**The request:** Repeat exactly the lines that run from the one containing "Look at the photo above. For each instance of the weathered" to the end of the data, and leave out all others.

**Data supplied:**
** start **

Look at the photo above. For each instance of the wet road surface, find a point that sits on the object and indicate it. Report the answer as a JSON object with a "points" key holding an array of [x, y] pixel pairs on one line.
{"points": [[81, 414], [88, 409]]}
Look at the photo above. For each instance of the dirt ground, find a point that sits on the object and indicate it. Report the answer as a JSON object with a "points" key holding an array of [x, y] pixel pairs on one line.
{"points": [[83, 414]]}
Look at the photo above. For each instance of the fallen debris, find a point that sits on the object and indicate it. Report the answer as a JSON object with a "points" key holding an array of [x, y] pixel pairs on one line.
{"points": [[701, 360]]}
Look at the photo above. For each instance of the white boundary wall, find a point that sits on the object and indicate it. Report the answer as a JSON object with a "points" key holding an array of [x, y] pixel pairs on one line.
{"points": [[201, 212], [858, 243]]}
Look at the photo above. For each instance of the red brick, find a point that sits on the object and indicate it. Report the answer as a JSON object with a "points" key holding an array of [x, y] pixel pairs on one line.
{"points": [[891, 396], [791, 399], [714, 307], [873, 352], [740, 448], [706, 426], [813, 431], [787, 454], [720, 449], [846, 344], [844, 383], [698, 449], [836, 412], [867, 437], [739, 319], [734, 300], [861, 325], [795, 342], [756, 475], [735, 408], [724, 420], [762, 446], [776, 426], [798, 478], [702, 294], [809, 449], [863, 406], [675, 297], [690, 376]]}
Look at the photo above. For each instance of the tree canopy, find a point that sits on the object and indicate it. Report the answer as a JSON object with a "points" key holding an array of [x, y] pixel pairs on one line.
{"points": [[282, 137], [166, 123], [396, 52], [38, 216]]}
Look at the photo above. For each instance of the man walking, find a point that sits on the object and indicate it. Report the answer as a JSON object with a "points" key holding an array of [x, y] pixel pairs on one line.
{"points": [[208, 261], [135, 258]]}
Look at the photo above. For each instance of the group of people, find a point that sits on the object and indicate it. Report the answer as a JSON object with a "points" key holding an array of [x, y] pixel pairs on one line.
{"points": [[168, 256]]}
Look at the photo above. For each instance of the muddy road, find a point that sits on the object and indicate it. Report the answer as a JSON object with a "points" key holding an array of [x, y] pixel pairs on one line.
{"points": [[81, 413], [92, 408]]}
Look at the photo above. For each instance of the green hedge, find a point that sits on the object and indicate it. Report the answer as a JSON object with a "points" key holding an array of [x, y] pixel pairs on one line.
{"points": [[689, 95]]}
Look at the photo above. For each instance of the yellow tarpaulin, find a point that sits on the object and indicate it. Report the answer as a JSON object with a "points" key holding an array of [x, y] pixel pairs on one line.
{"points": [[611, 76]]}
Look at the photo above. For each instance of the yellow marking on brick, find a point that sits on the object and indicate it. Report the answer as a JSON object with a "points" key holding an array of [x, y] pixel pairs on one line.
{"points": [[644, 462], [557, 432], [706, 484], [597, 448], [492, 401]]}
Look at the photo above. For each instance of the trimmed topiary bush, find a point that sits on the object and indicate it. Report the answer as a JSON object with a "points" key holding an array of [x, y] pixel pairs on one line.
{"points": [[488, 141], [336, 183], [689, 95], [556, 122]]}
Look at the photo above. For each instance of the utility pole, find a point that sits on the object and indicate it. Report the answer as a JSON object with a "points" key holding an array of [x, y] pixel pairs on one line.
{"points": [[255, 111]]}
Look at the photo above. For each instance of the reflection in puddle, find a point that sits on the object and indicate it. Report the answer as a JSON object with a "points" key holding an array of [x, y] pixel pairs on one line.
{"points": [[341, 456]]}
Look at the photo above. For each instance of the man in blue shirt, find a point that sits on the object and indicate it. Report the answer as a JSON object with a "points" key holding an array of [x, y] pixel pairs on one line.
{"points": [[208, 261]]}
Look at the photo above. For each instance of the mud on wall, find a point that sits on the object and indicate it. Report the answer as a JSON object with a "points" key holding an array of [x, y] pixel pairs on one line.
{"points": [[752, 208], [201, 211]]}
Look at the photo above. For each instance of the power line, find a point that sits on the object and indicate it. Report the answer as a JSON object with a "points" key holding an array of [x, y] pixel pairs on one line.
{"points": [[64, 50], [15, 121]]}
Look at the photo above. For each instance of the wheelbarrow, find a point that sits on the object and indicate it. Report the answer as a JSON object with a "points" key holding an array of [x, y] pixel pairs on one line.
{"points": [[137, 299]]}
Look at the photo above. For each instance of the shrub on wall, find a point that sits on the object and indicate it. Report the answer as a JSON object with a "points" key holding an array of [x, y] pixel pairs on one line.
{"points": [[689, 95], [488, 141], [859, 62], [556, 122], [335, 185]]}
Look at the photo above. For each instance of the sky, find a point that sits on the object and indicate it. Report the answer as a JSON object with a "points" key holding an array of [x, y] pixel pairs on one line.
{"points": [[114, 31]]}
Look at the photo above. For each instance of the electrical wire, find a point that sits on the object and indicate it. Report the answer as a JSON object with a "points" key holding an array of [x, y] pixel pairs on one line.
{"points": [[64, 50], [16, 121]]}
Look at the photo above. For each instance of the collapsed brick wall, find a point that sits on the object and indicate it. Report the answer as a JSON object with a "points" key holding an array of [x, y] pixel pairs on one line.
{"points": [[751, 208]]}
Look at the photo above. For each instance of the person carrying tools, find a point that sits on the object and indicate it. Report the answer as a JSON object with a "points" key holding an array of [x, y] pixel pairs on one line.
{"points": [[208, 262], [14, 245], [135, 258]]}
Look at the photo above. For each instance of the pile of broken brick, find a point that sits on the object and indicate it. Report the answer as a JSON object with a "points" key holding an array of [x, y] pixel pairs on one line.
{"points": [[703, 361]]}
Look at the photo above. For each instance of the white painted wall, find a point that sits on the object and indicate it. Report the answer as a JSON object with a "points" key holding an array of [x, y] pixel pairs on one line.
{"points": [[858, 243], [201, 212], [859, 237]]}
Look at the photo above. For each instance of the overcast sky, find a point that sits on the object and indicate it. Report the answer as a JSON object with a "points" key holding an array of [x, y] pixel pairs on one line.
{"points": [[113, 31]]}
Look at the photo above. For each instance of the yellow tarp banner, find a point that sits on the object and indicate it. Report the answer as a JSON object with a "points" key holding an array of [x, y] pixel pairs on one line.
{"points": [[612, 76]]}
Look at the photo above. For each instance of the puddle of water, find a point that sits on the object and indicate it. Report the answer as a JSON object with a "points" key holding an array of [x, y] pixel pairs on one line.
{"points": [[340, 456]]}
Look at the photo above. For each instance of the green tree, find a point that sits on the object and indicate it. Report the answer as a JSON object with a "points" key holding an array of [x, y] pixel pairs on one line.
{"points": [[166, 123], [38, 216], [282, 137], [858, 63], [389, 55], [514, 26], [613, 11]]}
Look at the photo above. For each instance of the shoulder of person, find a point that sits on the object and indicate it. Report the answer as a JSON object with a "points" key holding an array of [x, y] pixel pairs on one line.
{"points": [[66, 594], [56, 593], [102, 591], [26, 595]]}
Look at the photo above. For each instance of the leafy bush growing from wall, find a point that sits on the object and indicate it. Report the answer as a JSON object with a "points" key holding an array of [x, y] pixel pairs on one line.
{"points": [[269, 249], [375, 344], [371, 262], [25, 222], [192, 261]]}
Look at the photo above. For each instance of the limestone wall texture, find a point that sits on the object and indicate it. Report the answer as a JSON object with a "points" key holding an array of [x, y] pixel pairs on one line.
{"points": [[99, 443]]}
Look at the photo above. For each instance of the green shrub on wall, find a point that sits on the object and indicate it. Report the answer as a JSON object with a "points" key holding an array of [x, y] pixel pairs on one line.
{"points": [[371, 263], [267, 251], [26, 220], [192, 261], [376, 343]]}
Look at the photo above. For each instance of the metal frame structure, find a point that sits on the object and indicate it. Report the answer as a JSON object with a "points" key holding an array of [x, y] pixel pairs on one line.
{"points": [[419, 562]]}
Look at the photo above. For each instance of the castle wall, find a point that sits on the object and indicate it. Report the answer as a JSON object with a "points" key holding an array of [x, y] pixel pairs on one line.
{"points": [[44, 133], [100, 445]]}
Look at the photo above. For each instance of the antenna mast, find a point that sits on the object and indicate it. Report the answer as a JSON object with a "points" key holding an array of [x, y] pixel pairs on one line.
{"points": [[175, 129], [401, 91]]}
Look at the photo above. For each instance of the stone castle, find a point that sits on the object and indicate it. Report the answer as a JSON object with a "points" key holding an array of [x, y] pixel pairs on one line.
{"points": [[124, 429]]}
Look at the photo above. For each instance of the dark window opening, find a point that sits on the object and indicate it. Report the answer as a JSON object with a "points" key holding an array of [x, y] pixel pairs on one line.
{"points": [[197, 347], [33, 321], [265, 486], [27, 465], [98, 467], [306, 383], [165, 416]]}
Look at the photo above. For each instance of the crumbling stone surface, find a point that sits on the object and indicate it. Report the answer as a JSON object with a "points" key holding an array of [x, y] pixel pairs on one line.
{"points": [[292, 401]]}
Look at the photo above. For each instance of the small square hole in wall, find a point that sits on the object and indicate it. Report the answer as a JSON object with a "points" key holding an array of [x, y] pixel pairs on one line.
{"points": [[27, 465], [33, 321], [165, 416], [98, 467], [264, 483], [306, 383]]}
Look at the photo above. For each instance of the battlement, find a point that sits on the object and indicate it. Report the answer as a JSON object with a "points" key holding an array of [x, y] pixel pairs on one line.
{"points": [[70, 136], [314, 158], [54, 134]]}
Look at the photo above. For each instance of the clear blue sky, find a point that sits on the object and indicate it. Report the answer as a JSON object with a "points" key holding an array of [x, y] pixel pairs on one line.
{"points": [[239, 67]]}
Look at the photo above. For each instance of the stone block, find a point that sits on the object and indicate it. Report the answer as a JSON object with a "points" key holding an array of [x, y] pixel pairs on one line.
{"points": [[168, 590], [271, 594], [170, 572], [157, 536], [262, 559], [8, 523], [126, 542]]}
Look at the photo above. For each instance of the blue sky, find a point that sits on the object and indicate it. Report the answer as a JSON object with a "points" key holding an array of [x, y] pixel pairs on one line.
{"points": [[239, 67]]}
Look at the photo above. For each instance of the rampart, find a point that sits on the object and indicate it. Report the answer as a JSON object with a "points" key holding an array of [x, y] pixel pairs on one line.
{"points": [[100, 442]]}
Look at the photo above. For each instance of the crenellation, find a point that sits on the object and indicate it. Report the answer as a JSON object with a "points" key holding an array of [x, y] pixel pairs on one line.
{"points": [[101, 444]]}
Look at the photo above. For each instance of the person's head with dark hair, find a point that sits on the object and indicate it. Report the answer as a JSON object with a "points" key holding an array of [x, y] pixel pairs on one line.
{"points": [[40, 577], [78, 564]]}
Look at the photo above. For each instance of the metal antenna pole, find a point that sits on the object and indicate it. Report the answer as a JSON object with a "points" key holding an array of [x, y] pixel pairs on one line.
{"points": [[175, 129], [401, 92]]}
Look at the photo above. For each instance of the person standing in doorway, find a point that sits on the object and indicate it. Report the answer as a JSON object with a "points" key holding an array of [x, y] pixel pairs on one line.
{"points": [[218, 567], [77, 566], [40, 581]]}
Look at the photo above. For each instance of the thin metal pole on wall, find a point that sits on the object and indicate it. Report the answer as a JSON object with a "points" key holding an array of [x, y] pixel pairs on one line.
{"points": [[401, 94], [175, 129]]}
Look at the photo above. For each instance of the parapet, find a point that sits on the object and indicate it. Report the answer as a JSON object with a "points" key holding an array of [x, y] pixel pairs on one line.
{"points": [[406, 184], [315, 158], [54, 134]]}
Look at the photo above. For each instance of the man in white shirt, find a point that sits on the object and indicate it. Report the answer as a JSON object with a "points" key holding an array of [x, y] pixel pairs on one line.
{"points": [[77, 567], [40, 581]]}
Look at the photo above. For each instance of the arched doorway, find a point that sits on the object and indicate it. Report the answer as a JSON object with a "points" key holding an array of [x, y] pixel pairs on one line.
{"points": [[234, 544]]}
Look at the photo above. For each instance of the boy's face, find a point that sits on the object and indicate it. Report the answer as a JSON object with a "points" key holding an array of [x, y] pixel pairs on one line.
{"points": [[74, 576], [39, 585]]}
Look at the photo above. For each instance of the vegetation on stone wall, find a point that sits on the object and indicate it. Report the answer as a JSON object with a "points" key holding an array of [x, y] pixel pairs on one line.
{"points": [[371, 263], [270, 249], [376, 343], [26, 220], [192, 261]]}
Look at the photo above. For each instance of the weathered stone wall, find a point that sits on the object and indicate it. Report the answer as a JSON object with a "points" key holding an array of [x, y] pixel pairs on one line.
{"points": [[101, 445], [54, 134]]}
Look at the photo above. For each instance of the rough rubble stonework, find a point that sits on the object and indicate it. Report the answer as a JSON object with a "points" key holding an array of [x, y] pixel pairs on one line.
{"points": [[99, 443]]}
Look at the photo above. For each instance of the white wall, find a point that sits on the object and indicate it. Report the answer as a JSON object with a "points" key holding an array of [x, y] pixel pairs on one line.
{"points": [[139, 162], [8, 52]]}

** end **

**Exercise output:**
Look at the photo above. For each instance of the weathered stone wall, find a point that sits on the object and indicate it. Report the answer as a JSON object with a "points" key holding an array of [x, y] pixel pairs on one line.
{"points": [[101, 445], [54, 134]]}
Look at the photo above. For each instance of the rough rubble stonework, find a point that sits on the object and indicate it. Report the answer as a JSON object with a "points" key holding an array of [x, y] pixel pairs on one line.
{"points": [[99, 443]]}
Look at the photo above. For each instance of the white wall, find a point that sits on the object and indicate it. Report the answer as a JSON object with a "points" key holding an array of [x, y] pixel pairs on one line.
{"points": [[139, 162], [8, 52]]}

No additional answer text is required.